__DATA FOR THIS TASK__.

--- START ---

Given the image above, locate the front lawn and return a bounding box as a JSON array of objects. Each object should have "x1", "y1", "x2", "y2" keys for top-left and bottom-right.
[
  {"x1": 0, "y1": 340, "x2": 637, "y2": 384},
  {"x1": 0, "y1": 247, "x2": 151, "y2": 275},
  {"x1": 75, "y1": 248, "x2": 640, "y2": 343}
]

--- END ---

Reproduce every line of the records, requests included. Multiply each bounding box coordinate by 1.65 and round to the nearest whole number, with halves rounding up.

Given the image above, locate the front lawn and return a bounding box as a JSON array of objects. Each object should have "x1", "y1", "x2", "y2" keys for top-left and bottom-right.
[
  {"x1": 0, "y1": 561, "x2": 1051, "y2": 634},
  {"x1": 0, "y1": 408, "x2": 249, "y2": 454},
  {"x1": 124, "y1": 409, "x2": 1056, "y2": 566}
]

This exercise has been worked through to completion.